- Task to carry out: Transcribe every one of the records below line for line, changing no word, number or punctuation mark.

- Record extracts:
<<<<

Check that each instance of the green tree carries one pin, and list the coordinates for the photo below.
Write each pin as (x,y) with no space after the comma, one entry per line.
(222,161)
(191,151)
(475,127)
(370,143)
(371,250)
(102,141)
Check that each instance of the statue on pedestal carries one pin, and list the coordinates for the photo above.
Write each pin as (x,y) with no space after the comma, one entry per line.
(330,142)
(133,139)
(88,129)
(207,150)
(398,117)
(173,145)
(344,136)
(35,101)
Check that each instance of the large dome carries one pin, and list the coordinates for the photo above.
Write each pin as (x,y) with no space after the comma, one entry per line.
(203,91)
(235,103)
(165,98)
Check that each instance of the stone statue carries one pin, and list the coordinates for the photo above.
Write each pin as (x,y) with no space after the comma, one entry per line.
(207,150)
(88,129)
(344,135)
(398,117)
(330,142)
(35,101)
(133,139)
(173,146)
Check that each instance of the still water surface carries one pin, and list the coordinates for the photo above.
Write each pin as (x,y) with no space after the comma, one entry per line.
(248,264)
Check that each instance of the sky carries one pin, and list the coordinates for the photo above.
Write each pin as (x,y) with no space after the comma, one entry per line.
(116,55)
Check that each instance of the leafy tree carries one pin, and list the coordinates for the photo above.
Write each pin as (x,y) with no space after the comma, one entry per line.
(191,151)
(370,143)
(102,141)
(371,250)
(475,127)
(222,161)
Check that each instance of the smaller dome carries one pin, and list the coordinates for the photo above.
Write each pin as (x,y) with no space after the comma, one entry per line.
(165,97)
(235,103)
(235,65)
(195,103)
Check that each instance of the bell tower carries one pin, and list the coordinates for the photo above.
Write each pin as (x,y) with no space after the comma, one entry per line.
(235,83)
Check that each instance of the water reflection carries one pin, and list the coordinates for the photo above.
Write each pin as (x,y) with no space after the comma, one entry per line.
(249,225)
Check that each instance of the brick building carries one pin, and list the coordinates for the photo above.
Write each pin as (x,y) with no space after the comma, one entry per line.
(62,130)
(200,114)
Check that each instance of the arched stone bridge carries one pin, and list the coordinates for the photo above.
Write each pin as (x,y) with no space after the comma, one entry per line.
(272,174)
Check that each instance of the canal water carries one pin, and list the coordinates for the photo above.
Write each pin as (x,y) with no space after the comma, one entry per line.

>>>>

- Written solution:
Check that each instance of the green tree carries one pin, and list the coordinates for the photo below.
Write each pin as (x,y) with no space after the comma, one entry per line.
(222,161)
(191,151)
(475,127)
(370,143)
(371,250)
(102,141)
Check that each instance of the statue on pedestal carries one pin, and list the coordinates for the photo above.
Write each pin as (x,y) with no space after the comma, one entry per line.
(330,142)
(133,139)
(88,129)
(207,150)
(398,117)
(173,145)
(344,136)
(35,101)
Check that each instance of the large dome carries one pin, and list the coordinates for the photo above.
Write each pin as (x,y) with no space after the comma, one entry per line.
(203,91)
(235,103)
(165,98)
Check that each instance of the stone statue carries one pin, and list the coordinates for the photo above.
Write each pin as (x,y) with no space after the comma, one entry per line.
(207,150)
(88,129)
(344,135)
(398,117)
(330,142)
(35,101)
(133,139)
(173,146)
Check that each instance of the still water surface carries one pin, and list the coordinates for the photo above.
Write each pin as (x,y) with no space after the comma, one entry per line.
(248,264)
Check that each instance of the sky carries one pin, and list the coordinates for the photo above.
Write each pin as (x,y) with no space after the comma, one entry per line.
(116,55)
Check that each instance of the leafy tree carries one pin, and list the coordinates for the photo above.
Write each pin as (x,y) with no space after the comma, one entry per line.
(191,151)
(370,143)
(102,141)
(371,250)
(475,127)
(222,161)
Check that each instance of the smaller dome carries one pin, and list the coordinates for the photo above.
Write each pin as (x,y) with no space after the comma, one entry per line.
(165,97)
(235,103)
(235,65)
(195,103)
Check that each instance of the bell tower carries one pin, and list the coordinates for the photo above.
Write each pin as (x,y) with no space after the comma, one entry per line.
(235,83)
Check that each instance of the water reflection carries one pin, and list the coordinates for the photo above.
Write each pin as (x,y) with no space after the comma, one entry per line.
(249,225)
Check that each instance of the brick building carries one pin, and list the coordinates for the photo above.
Write each pin as (x,y) with no space after the comma, one entry per line.
(62,130)
(200,114)
Check that each instance of the arched stone bridge carries one pin, and list the coordinates for the photo above.
Write each pin as (x,y) with no space after the comma, one entry per line.
(272,174)
Check that each instance of the canal water carries one pin, and list the coordinates for the photo above.
Write each pin as (x,y) with no space after the comma, one entry per line.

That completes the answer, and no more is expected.